- **DATASET**:

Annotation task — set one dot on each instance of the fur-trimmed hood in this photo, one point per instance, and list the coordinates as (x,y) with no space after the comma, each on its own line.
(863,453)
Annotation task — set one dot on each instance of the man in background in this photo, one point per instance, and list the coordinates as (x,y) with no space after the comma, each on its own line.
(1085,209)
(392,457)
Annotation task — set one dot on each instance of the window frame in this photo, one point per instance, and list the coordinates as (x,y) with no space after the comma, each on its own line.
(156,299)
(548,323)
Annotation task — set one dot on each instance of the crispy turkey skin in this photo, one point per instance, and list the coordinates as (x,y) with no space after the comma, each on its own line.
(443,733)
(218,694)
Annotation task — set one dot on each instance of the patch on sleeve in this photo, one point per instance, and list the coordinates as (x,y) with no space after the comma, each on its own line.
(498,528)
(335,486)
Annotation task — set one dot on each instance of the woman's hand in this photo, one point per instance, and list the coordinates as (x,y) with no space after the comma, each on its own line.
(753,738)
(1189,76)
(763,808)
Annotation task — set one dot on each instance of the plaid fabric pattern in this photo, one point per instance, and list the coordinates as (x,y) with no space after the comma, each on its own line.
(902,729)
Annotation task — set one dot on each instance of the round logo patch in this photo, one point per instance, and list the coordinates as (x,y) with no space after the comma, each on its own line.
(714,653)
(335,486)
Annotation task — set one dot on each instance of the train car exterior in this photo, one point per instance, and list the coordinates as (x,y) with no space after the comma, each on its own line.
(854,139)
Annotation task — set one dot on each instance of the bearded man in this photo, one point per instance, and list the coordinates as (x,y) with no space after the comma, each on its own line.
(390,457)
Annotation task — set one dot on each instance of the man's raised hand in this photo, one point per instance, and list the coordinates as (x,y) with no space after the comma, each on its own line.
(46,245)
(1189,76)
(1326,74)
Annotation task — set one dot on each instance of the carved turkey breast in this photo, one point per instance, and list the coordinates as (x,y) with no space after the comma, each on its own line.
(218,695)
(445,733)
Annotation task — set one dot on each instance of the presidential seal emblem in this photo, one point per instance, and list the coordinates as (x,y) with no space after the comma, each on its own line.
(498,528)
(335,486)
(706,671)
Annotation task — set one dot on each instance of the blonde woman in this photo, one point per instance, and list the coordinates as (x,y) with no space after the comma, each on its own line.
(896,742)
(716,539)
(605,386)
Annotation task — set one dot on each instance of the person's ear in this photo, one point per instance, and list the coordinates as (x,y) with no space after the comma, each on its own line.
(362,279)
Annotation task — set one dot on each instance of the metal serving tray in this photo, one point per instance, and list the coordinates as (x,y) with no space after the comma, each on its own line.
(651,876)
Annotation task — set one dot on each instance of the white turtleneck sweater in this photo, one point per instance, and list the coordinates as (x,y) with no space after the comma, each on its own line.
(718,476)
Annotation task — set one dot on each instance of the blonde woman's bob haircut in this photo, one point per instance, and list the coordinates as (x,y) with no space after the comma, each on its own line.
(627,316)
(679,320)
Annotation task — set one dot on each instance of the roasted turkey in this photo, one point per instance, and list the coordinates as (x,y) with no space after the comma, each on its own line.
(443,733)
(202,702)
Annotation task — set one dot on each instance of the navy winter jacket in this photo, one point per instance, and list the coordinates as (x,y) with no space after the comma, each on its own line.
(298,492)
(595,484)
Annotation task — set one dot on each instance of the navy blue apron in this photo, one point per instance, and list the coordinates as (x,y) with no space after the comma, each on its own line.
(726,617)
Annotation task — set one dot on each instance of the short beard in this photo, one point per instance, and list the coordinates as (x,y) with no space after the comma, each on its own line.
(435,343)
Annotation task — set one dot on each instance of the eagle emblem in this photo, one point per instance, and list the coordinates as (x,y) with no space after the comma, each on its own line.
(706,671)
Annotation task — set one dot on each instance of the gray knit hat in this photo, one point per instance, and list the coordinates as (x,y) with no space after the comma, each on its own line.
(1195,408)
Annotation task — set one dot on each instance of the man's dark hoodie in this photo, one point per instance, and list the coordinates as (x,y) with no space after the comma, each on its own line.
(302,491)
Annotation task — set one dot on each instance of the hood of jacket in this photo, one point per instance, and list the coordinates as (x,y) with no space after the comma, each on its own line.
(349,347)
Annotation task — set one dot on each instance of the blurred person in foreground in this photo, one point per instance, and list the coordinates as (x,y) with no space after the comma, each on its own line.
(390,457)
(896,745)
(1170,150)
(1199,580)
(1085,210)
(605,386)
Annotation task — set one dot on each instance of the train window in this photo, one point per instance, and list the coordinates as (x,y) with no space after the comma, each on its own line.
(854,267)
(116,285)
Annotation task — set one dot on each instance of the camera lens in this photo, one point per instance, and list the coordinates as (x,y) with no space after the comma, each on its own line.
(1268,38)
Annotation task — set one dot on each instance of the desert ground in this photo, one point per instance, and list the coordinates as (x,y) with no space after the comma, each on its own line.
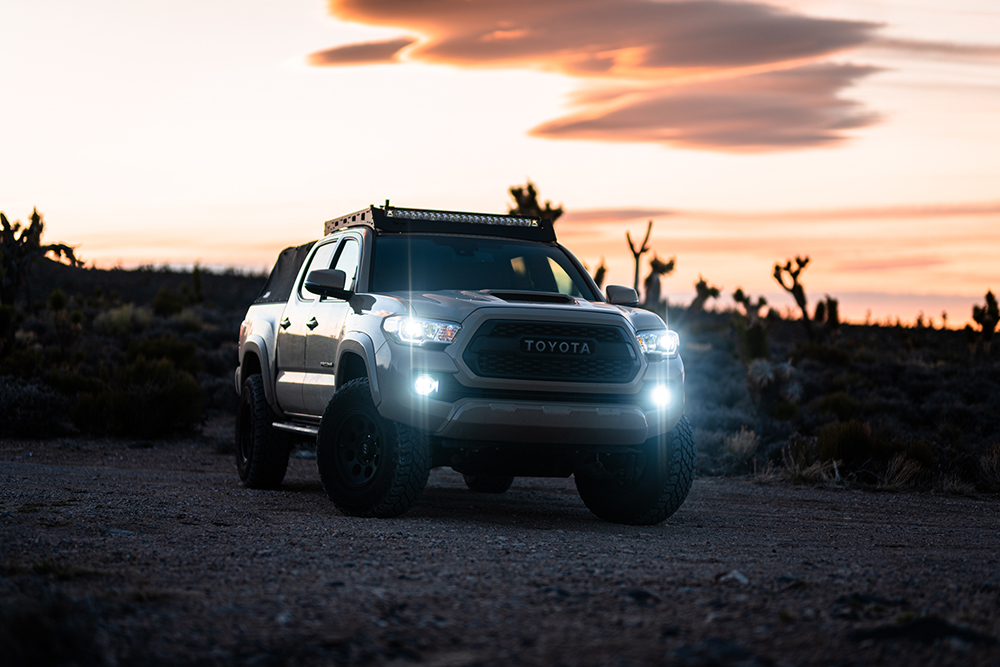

- **EXERCISE AIM**: Reproduce the material exactly; keep pictures out.

- **SOLUTION FOR THIS TASK**:
Annotation task — set one dot on each instance of the fur-trimmed hood in this photo, one point per instance, and list the coordinates as (x,y) with no space after the comma, each on its own line.
(863,453)
Annotation task — set one dot on each instance of the man in background in this photo, one point per instance, and list the coordinates as (x,y) with no space after the comma, each on its own line.
(1085,209)
(392,457)
Annotation task — set one dot on each instance of the window frame in this photo, one point per instance, and list the coordinates as (x,y) with no space after the comma, each on its own line.
(156,299)
(548,323)
Annotation task — set one dot on each instance of the crispy turkey skin in this photo, one point per instance, and list the coordinates as (x,y) with no space after the comma, each on its own line.
(443,733)
(218,694)
Annotation task — set one dot on each instance of the patch on sleeve in this photo, one point per instance, and list the coordinates as (x,y) with no space after the comma, each on its own line.
(498,528)
(335,486)
Annotation task — set one dot on each instance of the woman's hand in this photo, one point per instance, and list the coordinates as (x,y) with no space after the comma, each on its own line.
(753,738)
(1189,76)
(763,808)
Annotation task — set one dot on each instance of the plaid fabric pattern in this photo, one point per instance, and list the coordinates as (x,y) with no space after the comma, each on its own line.
(902,729)
Annotation task — set one dot on each instance of the round logo patch in this photo, one point per instance, and list the coordinates as (x,y) with no space after the comma, each on its own line.
(714,653)
(335,486)
Annotation task — set one dot on each instance of the train car exterior in this photo, one point per instance, and list the coordinates as (x,y) with no space after the comma, each on its own line.
(854,139)
Annotation task — set one dot on each instance of the bearded man in this photo, one point per instance, and list the coordinates as (x,y) with no space after the comma, each on its own line.
(390,457)
Annotation task — set one dot on each instance of the man's raised hand in this photo, one point per instance, and list the coordinates as (x,y) with no space after the comma, each on its own line.
(46,245)
(1189,76)
(1326,74)
Annotation task — set one dot on each instance of the carved turkey breast in this photo, one point per instance, and list the coordinates as (x,y) with no space after the comma, each on its own line.
(218,695)
(445,733)
Annotation task — set one dot on each instance of the presidential seal emblem in this photo, one point per instance, and list the coordinates as (x,y) with no space after the comma, each on its own line.
(498,528)
(335,486)
(706,671)
Annotation task — set one dot on each instance of the blonde woman in this photo, one point per instance, and list the coordinates as (x,y) with no space after the comma, each on its own line.
(896,742)
(716,539)
(605,386)
Annotation task — set one dot on each instance of the person's ear in this photo, one point per instance, and list the coordinates as (x,y) with no space after the comma, each on its own line.
(362,279)
Annotation task — set one dot on each instance of the metal serving tray in this photo, one point per instance, and list the coordinates as (x,y) with no space after the comma, each on its own line.
(651,876)
Annotation task — set one dot on each instance of the white turtleneck sweater in this photo, one point per instance, and list the coordinates as (x,y) with no space after the comma, each on its own line.
(718,476)
Annotation task — set one dot on each instance of the blonde woman's bob haircut in this photo, one point per instance, and list the coordinates as (x,y) with no space after the comma, each on its own line.
(627,316)
(679,320)
Annotation task — set one dot on each instance of the roasted turkey in this photo, one point per instance, and list the coordinates as (x,y) with no space after the comma, each on its own line.
(443,733)
(202,702)
Annotation task — set one dot on each instance of the navy winter jacket in this photo, one point per instance, and list the coordinates as (x,y) with no space after the comma, each on its own line.
(298,492)
(595,484)
Annotation task — set one dot on each instance of the navy blue apron in this photo, one point per instance, and list the coordinates as (x,y) with no space after the comma, each on its own line.
(726,617)
Annotation task — set one dot on each instance of the short beard in this photo, one point per instance, and list the coordinates as (x,y) with no space after the comma, each on its own line.
(435,343)
Annotation task — set one dot on each instance of the eagle emblem in this photo, one point per instance, and list the coordinates as (x,y) with no space after the comma, each on its own line.
(706,671)
Annotation task — set one dot on each instance of the gray knit hat in this photo, one point per instance, and list the coordinates as (x,y) with no space after the comma, each on its own line.
(1195,408)
Annotation task — set one dot on each instance of the man's dark hoodie in this photo, one point per instance, and list the coordinates as (x,y) with no space after the comma, each on its own line.
(302,491)
Annotation task — set one dot on each instance of the hood of jacket in this photo, one point per instance, and list the coordinates as (x,y) with no space after the comma, each on its own line.
(349,347)
Annotation task — set one dot on each instance of the blurred person in foreground in this photo, one point per instance, and list the coordinates as (x,y) with no space after the comma, each on its own line.
(390,457)
(896,745)
(1170,150)
(1199,580)
(1085,210)
(605,386)
Annotation task — set one dot on each instance of the train window in this photo, one point per instance, and list the coordinates as (x,y) with no space after the comma, each on its own line.
(854,267)
(116,285)
Annotation task — set one dot on each instance of the camera lens in this photo, one point per instance, and list the coordinates as (x,y) with no space after the comma, each on its own line.
(1268,38)
Annotation task — set one dot on each instance of the desert ground in this photo, one point per instance, and list the coordinates as (x,y) with no space after the comma, each on its own line.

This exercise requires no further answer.